BEGIN GIVEN ENTRIES

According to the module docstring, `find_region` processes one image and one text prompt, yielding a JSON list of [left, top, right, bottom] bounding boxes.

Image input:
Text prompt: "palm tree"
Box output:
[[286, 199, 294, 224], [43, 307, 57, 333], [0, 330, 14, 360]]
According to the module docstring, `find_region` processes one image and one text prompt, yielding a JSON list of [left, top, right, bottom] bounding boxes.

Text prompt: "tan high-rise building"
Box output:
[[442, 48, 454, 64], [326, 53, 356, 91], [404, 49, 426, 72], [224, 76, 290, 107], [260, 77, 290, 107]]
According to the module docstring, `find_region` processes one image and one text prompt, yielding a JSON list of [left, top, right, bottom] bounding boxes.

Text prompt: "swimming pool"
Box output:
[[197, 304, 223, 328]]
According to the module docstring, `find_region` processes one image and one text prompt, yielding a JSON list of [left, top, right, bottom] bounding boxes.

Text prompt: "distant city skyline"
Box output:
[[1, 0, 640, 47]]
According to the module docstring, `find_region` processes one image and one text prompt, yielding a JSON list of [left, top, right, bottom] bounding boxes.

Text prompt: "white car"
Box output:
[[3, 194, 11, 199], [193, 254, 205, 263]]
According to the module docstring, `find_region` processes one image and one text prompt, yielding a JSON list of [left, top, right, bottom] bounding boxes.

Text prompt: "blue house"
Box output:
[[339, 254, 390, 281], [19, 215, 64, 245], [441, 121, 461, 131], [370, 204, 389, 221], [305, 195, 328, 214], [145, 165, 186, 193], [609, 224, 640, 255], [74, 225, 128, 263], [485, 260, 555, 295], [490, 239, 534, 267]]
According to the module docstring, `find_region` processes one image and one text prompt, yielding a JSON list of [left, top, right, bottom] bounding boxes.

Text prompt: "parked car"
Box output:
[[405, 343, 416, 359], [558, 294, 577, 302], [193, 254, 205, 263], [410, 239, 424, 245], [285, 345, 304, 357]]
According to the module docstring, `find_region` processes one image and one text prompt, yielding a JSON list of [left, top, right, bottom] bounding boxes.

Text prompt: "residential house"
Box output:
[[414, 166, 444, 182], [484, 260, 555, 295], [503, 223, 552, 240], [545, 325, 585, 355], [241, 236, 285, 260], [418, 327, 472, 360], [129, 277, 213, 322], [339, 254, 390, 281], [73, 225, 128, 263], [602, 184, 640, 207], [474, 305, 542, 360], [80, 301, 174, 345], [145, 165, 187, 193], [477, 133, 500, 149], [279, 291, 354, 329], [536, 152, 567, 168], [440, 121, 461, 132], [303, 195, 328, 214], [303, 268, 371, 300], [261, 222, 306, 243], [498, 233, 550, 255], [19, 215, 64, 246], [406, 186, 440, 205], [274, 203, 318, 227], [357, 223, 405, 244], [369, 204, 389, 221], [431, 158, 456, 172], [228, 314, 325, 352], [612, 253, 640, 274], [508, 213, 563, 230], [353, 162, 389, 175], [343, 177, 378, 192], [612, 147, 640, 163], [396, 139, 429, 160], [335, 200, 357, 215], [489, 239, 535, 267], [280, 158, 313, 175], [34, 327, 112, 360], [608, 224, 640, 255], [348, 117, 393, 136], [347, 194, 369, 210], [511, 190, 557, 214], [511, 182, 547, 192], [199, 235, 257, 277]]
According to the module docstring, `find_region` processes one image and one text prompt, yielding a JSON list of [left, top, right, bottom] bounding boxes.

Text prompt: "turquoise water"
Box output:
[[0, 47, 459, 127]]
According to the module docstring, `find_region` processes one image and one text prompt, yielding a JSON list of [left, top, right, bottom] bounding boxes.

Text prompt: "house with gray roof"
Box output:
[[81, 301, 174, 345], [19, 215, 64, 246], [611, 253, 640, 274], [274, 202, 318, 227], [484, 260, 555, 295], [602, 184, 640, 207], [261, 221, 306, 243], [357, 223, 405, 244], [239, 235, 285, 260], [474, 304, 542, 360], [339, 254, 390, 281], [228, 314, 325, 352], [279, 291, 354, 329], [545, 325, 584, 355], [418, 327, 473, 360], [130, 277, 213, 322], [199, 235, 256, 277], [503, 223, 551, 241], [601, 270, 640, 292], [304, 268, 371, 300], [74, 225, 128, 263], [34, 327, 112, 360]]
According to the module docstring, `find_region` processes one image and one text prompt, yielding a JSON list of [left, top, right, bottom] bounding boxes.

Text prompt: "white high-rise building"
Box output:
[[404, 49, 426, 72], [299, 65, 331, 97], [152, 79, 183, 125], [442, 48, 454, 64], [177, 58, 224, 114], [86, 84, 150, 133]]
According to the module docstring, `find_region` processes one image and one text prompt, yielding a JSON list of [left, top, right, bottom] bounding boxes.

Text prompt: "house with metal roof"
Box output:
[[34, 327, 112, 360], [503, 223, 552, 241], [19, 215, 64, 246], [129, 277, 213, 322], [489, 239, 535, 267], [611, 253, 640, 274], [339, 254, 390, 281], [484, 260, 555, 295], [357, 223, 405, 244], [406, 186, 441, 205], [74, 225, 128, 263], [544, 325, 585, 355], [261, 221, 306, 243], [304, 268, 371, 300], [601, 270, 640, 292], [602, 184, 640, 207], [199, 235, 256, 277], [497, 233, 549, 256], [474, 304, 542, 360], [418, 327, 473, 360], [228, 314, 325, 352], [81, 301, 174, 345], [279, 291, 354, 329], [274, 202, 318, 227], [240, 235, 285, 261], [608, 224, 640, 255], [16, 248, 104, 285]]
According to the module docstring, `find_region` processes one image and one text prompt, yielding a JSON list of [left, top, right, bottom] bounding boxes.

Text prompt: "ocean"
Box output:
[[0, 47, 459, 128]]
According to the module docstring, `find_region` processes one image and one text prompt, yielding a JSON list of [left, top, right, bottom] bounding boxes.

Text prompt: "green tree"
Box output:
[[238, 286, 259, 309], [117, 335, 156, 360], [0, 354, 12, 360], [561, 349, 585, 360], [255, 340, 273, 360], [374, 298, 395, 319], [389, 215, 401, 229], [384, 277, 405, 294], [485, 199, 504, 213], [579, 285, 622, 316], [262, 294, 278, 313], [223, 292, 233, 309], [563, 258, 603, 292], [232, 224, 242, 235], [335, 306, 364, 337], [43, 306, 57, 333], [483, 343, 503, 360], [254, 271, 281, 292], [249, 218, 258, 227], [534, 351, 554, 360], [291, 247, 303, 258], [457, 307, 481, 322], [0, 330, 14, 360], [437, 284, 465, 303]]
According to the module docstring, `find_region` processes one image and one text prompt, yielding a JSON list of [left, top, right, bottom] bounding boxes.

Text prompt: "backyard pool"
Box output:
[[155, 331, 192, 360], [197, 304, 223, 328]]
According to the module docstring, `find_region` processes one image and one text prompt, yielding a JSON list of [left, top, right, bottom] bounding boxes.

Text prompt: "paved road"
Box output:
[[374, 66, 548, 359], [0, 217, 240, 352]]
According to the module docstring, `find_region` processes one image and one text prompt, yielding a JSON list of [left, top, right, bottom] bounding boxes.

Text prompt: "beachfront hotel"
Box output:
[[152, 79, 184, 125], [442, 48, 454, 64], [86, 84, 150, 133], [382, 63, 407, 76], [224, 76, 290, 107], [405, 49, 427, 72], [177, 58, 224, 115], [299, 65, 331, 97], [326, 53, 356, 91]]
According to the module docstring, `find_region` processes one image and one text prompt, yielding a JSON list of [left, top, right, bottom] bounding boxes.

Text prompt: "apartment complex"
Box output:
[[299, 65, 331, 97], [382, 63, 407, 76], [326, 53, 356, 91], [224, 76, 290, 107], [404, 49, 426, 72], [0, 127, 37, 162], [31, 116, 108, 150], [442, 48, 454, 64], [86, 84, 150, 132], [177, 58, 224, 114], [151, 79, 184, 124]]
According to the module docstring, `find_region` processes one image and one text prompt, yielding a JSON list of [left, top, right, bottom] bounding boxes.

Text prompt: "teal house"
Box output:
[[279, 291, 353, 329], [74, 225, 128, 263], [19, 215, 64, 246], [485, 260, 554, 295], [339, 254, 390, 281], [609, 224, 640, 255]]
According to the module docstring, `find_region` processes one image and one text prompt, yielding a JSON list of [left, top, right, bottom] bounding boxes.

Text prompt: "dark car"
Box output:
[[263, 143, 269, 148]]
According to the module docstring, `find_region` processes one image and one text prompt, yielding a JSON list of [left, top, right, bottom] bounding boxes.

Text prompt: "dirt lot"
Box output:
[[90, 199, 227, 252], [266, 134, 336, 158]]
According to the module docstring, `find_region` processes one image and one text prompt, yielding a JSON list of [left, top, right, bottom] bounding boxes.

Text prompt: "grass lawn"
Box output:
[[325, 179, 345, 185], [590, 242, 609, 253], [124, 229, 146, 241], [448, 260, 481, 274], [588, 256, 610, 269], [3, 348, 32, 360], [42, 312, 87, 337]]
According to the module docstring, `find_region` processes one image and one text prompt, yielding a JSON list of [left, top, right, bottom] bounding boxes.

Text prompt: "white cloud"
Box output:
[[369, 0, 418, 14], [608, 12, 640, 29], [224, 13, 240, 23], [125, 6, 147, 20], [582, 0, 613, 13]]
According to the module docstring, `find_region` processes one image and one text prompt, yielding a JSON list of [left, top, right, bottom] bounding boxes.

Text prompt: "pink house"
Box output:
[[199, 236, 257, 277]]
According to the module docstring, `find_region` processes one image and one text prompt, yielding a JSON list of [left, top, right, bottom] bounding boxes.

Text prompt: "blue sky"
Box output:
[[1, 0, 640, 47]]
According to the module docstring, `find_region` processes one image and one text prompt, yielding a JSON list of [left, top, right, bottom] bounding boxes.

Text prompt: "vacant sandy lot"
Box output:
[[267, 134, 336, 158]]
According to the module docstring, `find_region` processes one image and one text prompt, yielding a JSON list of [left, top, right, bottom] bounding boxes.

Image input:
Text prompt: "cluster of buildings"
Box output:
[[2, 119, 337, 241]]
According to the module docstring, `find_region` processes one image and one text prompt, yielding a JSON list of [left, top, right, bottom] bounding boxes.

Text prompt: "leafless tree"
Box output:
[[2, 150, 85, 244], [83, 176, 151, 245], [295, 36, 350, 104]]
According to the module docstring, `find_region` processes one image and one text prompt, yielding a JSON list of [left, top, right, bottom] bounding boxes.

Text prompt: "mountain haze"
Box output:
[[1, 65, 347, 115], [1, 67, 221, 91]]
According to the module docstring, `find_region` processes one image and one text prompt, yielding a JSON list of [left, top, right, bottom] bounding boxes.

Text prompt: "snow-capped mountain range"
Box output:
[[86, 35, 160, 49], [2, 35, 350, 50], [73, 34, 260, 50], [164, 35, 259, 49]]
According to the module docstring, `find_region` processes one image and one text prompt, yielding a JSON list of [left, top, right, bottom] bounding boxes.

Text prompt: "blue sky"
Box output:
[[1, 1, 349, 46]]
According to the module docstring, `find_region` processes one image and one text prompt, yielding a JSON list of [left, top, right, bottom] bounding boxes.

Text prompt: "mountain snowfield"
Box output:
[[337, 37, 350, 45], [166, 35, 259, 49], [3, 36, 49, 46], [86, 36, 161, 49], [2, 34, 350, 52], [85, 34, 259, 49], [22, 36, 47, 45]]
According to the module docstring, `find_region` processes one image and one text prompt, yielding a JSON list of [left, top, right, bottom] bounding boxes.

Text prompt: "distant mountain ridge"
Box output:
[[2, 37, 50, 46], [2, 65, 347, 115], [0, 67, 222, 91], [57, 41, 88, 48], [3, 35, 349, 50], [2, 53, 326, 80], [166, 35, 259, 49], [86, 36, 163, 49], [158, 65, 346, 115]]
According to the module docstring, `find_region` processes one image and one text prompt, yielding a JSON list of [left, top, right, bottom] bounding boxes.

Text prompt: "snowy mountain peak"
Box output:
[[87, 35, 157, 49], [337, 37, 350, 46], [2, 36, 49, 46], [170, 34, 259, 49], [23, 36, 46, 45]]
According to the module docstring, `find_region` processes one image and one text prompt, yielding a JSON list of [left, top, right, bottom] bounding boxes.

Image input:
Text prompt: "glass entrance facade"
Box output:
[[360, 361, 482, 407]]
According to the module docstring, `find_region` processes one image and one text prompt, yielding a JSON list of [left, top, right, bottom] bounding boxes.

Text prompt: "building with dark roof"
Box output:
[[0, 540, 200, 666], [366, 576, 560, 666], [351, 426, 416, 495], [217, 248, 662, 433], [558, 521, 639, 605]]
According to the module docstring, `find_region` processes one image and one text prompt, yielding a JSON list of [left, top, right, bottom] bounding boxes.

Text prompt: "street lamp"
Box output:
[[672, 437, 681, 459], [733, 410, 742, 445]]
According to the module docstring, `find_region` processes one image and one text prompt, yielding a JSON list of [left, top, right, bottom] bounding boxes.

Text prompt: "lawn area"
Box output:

END GIVEN ENTRIES

The number alone is wanted: how many lines of the records above include the string "mountain".

• [SOLVED EXERCISE] 5